Please render the lines from the start of the records through the line that contains "MULTIPOLYGON (((734 307, 577" as a numbered list, leaving out any blank lines.

───

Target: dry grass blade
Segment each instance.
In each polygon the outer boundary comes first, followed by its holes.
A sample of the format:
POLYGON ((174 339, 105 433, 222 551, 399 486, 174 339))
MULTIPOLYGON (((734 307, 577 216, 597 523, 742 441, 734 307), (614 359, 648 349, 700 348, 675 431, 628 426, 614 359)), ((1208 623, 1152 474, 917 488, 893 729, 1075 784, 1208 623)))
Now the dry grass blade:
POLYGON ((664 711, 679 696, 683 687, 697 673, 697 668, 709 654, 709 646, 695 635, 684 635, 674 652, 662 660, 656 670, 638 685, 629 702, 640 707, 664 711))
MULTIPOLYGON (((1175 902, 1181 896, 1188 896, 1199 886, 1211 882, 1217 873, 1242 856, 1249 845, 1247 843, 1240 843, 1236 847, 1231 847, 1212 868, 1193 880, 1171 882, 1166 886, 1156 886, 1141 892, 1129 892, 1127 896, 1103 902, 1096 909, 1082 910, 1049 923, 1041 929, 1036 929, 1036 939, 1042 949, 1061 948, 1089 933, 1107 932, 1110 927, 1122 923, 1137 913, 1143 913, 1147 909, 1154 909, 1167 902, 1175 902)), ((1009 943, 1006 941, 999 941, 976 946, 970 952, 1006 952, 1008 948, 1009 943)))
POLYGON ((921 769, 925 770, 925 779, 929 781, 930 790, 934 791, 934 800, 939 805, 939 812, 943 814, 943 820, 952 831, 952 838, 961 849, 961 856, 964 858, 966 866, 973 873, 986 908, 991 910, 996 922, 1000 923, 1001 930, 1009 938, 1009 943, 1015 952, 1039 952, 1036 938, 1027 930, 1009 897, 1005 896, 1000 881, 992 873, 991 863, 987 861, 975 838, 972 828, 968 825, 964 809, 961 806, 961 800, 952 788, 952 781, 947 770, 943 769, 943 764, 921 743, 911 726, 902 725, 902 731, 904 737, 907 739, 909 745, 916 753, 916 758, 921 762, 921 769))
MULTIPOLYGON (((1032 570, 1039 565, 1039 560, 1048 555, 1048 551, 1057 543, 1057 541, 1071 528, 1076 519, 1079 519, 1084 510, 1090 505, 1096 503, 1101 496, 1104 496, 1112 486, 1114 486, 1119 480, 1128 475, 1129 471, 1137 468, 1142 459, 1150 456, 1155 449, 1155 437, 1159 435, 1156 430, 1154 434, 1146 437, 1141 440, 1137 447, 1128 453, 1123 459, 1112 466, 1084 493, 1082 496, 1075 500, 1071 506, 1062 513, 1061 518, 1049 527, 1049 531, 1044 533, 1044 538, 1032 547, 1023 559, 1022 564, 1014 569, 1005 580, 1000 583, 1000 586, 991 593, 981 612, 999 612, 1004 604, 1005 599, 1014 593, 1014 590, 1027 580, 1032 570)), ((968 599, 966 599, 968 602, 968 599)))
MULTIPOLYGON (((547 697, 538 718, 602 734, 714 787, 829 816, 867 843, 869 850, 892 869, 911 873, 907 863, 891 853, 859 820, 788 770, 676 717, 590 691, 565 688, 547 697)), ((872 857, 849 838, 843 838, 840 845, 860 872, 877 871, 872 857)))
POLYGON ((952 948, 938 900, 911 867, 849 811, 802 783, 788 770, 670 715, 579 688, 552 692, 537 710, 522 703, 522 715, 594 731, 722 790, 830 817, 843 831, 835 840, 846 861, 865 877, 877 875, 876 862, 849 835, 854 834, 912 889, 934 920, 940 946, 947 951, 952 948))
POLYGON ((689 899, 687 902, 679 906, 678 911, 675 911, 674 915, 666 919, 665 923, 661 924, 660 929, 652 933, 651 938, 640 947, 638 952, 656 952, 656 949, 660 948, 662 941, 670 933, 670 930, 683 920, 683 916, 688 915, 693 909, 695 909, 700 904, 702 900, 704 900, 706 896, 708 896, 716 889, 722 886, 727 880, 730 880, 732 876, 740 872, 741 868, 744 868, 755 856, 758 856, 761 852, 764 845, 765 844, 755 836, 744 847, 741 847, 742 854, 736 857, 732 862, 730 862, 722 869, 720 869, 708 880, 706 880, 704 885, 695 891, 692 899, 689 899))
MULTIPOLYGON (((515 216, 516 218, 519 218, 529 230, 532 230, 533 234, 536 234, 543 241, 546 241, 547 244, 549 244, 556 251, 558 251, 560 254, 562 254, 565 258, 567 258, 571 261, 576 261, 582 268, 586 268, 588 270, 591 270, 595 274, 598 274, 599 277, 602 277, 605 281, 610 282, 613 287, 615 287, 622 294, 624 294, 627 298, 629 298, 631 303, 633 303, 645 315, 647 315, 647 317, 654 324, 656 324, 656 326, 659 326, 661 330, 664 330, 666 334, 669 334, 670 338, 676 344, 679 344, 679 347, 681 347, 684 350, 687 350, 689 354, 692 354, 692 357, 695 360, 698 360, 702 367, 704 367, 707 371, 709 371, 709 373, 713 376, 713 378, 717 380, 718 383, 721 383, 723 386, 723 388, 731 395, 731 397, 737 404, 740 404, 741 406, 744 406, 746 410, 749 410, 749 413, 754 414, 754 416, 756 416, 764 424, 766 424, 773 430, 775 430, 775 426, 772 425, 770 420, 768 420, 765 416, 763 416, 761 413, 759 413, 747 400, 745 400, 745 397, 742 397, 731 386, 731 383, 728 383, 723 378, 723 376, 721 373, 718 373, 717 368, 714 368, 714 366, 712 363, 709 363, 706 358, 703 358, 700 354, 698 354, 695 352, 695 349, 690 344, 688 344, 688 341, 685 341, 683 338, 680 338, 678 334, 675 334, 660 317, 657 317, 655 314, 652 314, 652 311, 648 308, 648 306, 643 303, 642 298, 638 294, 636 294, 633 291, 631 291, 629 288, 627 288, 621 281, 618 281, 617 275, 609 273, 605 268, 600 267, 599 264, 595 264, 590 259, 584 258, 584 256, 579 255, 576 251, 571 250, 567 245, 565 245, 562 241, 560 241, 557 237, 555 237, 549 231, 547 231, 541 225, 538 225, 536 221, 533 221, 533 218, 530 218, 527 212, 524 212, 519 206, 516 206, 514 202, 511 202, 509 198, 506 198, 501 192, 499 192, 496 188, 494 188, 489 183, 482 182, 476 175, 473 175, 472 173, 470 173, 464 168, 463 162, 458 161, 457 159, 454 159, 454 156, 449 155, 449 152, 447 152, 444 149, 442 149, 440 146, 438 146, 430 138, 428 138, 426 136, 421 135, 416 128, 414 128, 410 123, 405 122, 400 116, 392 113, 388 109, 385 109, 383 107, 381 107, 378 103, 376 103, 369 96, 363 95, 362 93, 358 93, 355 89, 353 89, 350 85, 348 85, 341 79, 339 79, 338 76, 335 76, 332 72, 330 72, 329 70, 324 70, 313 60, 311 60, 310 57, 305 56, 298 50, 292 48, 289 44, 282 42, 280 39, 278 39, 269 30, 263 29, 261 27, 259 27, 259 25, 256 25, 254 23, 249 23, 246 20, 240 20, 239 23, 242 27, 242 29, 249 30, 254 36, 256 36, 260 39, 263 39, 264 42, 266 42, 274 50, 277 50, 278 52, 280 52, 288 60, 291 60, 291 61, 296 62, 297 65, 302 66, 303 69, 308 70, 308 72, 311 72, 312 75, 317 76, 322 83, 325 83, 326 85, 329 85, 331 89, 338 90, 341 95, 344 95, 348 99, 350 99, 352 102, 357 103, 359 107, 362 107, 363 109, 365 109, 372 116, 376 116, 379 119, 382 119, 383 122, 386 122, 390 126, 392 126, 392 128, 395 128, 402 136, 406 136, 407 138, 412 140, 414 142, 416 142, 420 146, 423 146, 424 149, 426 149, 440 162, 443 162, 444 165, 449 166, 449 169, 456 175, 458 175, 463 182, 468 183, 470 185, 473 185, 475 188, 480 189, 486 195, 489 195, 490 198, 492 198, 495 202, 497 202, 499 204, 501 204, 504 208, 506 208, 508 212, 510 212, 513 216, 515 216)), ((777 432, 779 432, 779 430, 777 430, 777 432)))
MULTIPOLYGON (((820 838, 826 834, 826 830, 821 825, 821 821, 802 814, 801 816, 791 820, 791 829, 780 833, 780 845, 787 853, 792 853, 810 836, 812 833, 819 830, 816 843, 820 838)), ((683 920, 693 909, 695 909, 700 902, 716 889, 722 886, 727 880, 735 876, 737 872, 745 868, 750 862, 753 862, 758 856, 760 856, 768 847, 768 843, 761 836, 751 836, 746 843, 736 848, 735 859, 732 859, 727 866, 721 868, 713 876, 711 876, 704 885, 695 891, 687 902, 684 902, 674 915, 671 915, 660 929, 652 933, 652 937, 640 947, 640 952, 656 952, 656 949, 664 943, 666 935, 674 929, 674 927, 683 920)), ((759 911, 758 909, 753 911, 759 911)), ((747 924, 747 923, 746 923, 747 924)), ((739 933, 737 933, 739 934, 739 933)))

───

*CORRECT RESULT*
1. Target: dry grass blade
2. Segment each instance.
3. In each polygon the outer boundary comes first, followed by its holes.
4. A sample of the format:
5. POLYGON ((174 339, 105 433, 222 551, 399 486, 174 339))
6. MULTIPOLYGON (((734 307, 577 216, 597 523, 742 441, 734 307), (614 359, 648 349, 700 348, 675 431, 628 426, 614 359)), ((1208 623, 1152 474, 917 488, 893 729, 1075 784, 1208 623)))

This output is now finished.